Excerpts from point annotation data
*-*-*

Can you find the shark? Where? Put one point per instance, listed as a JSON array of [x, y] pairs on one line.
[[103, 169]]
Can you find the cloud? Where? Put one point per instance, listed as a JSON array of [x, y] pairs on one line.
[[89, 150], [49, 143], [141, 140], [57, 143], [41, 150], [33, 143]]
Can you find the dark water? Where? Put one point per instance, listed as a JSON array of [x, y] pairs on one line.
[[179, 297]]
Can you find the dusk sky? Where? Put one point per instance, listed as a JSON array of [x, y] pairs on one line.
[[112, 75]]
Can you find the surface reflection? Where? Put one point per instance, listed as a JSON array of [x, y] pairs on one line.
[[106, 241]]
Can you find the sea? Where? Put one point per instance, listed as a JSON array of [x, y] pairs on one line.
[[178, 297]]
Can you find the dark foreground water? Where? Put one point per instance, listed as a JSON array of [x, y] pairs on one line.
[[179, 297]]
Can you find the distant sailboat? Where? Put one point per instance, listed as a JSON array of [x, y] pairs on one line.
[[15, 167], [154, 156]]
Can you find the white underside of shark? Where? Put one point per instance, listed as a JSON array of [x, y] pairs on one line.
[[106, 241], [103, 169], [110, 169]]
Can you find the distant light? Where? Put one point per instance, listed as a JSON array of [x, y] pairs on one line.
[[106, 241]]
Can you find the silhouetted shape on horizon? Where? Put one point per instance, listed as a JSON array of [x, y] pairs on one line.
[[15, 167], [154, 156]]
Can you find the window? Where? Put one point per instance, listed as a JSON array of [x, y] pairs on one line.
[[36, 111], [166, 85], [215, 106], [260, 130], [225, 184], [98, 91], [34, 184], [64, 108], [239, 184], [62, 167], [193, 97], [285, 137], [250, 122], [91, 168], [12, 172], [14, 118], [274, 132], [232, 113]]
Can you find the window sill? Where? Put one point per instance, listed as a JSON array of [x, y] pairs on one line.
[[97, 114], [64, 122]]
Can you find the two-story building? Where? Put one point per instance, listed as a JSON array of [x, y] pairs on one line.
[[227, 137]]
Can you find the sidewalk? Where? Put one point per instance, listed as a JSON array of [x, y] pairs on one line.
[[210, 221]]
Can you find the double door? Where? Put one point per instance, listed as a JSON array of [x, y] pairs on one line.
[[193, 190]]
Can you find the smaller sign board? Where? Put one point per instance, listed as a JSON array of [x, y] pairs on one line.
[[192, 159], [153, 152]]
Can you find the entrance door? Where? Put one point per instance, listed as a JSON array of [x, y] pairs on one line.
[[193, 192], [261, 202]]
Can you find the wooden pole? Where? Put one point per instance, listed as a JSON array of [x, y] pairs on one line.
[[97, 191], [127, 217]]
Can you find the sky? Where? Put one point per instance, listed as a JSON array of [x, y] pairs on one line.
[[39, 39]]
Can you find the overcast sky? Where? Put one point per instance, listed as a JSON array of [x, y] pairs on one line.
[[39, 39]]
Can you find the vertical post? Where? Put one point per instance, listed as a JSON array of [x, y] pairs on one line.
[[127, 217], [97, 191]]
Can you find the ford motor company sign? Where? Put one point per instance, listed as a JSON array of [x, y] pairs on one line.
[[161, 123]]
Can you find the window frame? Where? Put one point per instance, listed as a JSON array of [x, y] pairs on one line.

*-*-*

#### [Directions]
Rescale the lines starting with the one containing "Can you find the sky?" and going on through the one containing "[[127, 217], [97, 191]]", both included. Give back only those lines in full, with the requests unchanged and every coordinate in the answers multiplied by 0.5 and rounded to a whole number, halves rounded up.

#### [Written response]
Can you find the sky? Where? Put one point per instance, listed as a JSON array of [x, y] pairs on one line.
[[20, 20]]
Can you find the overcast sky? Where? Put one point per instance, listed as a JSON array of [x, y] pairs on one line.
[[20, 20]]
Can you find the vertical post? Where? Put one point per instance, listed as a JSON array of [x, y] pairs on one line.
[[64, 109], [49, 96]]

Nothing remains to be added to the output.